Work task: With every picture left out, restate the listing below exactly as written.

Input:
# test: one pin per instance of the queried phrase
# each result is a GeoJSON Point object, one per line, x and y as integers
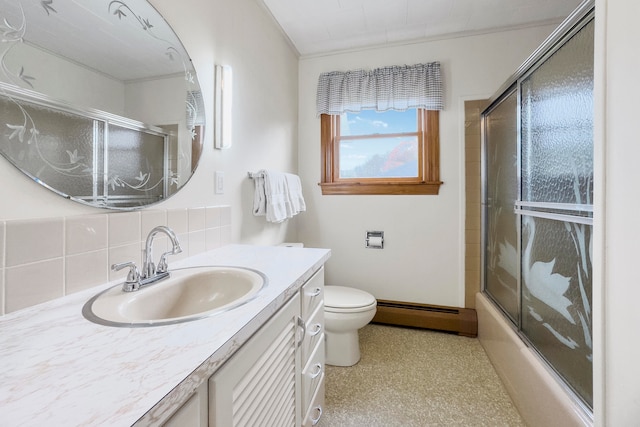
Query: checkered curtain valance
{"type": "Point", "coordinates": [389, 88]}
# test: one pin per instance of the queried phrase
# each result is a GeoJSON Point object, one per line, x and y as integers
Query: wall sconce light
{"type": "Point", "coordinates": [224, 98]}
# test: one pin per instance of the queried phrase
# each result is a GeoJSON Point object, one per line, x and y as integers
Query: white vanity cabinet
{"type": "Point", "coordinates": [193, 413]}
{"type": "Point", "coordinates": [259, 384]}
{"type": "Point", "coordinates": [277, 378]}
{"type": "Point", "coordinates": [312, 350]}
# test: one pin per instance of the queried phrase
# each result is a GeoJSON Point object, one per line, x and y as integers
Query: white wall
{"type": "Point", "coordinates": [238, 33]}
{"type": "Point", "coordinates": [617, 149]}
{"type": "Point", "coordinates": [423, 256]}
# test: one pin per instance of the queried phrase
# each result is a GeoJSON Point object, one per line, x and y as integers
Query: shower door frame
{"type": "Point", "coordinates": [571, 26]}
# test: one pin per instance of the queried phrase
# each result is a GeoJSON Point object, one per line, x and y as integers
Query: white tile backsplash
{"type": "Point", "coordinates": [178, 220]}
{"type": "Point", "coordinates": [86, 233]}
{"type": "Point", "coordinates": [124, 228]}
{"type": "Point", "coordinates": [86, 270]}
{"type": "Point", "coordinates": [48, 258]}
{"type": "Point", "coordinates": [197, 218]}
{"type": "Point", "coordinates": [31, 284]}
{"type": "Point", "coordinates": [2, 251]}
{"type": "Point", "coordinates": [150, 219]}
{"type": "Point", "coordinates": [33, 240]}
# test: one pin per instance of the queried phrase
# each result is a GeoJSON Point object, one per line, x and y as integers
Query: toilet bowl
{"type": "Point", "coordinates": [345, 311]}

The completed task:
# test: one pin per instance of the queried phrase
# each result is a GeoJSON Point object, one per line, x and y as integers
Query: checkered curtain valance
{"type": "Point", "coordinates": [389, 88]}
# test: one pin per instance of the queried phrase
# each result is a GeoJSON Point object, one per line, x and y as integers
Query: wall sconce light
{"type": "Point", "coordinates": [224, 98]}
# test: one pin per instance of the queried phrase
# each result is a GeoJSON Point object, one per line, x and y as integers
Query: white vanity cabinet
{"type": "Point", "coordinates": [193, 413]}
{"type": "Point", "coordinates": [259, 384]}
{"type": "Point", "coordinates": [277, 378]}
{"type": "Point", "coordinates": [312, 350]}
# test: one pin per instance of the queried phrase
# each result is a GeoJSON Point object, one per line, x and y as integers
Query: white wall
{"type": "Point", "coordinates": [238, 33]}
{"type": "Point", "coordinates": [617, 149]}
{"type": "Point", "coordinates": [423, 256]}
# test: one pin per instance of the queried phrase
# each result is a GeoJSON Point object, one per line, x and y as integers
Query: shower door frame
{"type": "Point", "coordinates": [571, 26]}
# test: one pin per instance of the queried phrase
# each result is a GeoJSON Point object, one per line, x and y as integers
Query: white tile backsplash
{"type": "Point", "coordinates": [178, 220]}
{"type": "Point", "coordinates": [86, 233]}
{"type": "Point", "coordinates": [124, 228]}
{"type": "Point", "coordinates": [86, 270]}
{"type": "Point", "coordinates": [48, 258]}
{"type": "Point", "coordinates": [197, 218]}
{"type": "Point", "coordinates": [31, 284]}
{"type": "Point", "coordinates": [2, 251]}
{"type": "Point", "coordinates": [150, 219]}
{"type": "Point", "coordinates": [33, 240]}
# test: one pin per instance of the queried phrase
# each result is a GeoJSON Point object, one per line, x and y as integers
Query: toilet bowl
{"type": "Point", "coordinates": [345, 311]}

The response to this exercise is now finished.